Records for this exercise:
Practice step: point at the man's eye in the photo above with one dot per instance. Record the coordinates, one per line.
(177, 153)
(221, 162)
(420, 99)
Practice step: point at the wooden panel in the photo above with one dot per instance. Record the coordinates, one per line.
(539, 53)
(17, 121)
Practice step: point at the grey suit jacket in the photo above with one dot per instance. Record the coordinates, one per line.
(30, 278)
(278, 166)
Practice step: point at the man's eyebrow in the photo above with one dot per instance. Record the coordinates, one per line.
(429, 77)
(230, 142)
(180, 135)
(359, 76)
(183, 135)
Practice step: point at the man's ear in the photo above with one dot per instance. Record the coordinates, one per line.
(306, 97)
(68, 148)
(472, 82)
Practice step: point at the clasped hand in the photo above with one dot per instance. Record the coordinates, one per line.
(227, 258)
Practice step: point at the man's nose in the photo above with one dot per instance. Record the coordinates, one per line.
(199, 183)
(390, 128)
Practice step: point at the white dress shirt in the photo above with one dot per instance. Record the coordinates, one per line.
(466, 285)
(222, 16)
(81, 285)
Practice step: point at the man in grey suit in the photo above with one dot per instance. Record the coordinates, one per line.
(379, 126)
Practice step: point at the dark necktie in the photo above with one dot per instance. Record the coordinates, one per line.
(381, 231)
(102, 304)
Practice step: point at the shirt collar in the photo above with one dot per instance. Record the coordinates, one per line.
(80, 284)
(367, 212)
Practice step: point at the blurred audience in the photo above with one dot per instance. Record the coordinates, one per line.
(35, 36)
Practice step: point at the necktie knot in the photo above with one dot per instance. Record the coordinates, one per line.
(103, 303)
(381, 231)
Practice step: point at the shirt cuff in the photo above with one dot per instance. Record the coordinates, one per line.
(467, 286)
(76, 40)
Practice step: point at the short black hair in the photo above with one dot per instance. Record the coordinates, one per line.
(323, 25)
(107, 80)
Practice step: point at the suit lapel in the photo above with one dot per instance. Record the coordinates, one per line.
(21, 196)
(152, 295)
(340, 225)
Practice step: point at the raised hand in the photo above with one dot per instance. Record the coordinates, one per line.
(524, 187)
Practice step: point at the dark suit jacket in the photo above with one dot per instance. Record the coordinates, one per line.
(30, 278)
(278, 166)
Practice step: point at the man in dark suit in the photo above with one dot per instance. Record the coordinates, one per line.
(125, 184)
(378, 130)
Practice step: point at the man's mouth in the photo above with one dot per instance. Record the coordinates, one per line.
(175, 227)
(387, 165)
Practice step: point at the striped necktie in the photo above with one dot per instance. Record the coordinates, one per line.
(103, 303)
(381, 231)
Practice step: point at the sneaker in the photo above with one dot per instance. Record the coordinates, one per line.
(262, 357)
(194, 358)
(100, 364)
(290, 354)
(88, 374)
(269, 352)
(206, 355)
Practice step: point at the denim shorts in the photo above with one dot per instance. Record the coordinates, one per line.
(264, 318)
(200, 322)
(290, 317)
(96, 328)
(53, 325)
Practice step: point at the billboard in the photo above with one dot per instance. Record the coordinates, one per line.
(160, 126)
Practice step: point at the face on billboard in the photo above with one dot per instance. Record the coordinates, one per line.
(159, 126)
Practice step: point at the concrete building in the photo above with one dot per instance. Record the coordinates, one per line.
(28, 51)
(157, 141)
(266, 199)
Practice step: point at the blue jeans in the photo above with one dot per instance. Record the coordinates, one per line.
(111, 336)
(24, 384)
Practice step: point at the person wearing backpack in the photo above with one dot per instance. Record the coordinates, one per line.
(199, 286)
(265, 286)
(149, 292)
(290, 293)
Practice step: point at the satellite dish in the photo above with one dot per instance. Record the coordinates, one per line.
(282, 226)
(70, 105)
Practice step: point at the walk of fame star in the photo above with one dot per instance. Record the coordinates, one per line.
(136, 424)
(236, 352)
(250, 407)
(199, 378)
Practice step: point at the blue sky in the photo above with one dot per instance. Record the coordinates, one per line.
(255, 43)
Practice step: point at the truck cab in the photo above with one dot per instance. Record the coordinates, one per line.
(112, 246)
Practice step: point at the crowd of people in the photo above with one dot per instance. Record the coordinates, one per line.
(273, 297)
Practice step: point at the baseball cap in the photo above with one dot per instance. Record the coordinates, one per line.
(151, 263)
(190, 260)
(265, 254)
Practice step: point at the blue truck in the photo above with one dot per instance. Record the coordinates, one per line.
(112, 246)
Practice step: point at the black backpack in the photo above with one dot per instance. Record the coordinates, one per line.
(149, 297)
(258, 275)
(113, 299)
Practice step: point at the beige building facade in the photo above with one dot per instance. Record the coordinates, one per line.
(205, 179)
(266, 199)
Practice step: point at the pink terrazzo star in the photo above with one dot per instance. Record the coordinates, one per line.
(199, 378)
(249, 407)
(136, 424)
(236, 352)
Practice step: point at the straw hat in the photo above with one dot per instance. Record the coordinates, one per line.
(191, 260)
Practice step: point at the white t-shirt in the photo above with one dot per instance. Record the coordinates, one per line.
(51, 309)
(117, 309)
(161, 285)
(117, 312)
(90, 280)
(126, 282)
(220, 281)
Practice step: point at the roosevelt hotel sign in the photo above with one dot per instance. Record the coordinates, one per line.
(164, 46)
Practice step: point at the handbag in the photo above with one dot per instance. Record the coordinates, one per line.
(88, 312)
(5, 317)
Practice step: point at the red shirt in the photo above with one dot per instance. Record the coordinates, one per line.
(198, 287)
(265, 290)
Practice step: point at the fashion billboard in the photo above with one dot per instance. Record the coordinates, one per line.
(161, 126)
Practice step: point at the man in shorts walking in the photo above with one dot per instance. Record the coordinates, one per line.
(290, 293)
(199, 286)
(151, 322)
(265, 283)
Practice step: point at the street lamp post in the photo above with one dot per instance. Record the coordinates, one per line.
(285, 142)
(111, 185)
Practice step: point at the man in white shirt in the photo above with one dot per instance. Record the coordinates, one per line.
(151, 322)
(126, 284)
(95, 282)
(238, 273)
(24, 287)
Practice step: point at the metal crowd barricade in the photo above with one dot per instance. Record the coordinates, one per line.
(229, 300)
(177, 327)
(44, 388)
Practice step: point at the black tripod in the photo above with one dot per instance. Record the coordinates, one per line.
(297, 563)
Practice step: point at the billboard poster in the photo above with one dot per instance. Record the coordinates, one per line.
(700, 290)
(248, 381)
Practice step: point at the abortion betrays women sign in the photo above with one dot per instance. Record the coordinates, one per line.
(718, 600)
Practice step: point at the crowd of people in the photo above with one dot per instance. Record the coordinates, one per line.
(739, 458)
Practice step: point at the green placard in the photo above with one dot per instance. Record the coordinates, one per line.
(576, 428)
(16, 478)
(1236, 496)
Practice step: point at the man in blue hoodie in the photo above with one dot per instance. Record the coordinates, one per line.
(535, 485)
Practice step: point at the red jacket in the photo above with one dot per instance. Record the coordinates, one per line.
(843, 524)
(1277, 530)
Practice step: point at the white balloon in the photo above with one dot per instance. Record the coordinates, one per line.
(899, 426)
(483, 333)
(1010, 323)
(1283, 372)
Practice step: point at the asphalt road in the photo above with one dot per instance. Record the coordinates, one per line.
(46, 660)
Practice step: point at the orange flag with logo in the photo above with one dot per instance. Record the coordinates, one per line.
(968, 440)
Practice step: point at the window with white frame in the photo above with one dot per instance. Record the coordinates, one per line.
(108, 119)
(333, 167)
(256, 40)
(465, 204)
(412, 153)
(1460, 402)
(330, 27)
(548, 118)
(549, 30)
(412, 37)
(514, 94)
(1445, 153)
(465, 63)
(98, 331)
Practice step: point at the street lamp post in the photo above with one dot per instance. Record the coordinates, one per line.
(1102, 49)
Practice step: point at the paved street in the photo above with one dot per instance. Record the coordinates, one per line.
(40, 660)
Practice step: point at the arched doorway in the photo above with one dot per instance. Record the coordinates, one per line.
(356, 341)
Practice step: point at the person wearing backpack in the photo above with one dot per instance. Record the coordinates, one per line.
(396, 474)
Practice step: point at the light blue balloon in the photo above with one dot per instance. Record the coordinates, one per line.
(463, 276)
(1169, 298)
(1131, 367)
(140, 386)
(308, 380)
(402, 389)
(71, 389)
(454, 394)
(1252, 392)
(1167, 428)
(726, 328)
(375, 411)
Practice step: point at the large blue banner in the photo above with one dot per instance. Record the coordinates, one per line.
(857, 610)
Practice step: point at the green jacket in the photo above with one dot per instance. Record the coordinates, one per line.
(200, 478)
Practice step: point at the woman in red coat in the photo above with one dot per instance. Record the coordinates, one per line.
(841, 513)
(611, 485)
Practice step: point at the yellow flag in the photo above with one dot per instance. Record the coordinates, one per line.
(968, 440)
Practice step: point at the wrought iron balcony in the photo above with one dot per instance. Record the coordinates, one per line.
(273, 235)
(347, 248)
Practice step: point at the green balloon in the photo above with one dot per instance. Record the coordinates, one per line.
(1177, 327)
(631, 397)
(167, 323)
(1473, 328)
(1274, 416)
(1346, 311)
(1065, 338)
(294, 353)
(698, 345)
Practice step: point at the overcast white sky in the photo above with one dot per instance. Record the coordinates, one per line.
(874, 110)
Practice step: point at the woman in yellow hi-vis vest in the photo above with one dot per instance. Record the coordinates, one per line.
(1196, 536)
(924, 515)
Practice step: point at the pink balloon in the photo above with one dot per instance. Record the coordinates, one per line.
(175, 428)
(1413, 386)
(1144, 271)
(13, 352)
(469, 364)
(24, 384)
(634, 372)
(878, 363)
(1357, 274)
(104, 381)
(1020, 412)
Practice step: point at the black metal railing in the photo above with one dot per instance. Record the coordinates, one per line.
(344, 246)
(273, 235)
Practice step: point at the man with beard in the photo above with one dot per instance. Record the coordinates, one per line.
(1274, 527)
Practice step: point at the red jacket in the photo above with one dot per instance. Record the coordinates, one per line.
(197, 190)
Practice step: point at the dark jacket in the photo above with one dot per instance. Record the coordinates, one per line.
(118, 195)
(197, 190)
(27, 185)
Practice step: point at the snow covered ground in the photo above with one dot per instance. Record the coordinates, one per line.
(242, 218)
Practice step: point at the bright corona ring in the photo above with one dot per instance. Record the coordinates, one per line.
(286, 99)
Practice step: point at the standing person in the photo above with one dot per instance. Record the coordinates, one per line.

Directions: Output everything in the material from the line containing "Practice step: point at the white balloon" down to the line containing "(1283, 372)", copied verbatim with both of those lines included.

The reply:
Practice step: point at the white balloon in the photo above with one dot per instance. Record the coordinates, one per line.
(899, 426)
(483, 333)
(1010, 323)
(1283, 372)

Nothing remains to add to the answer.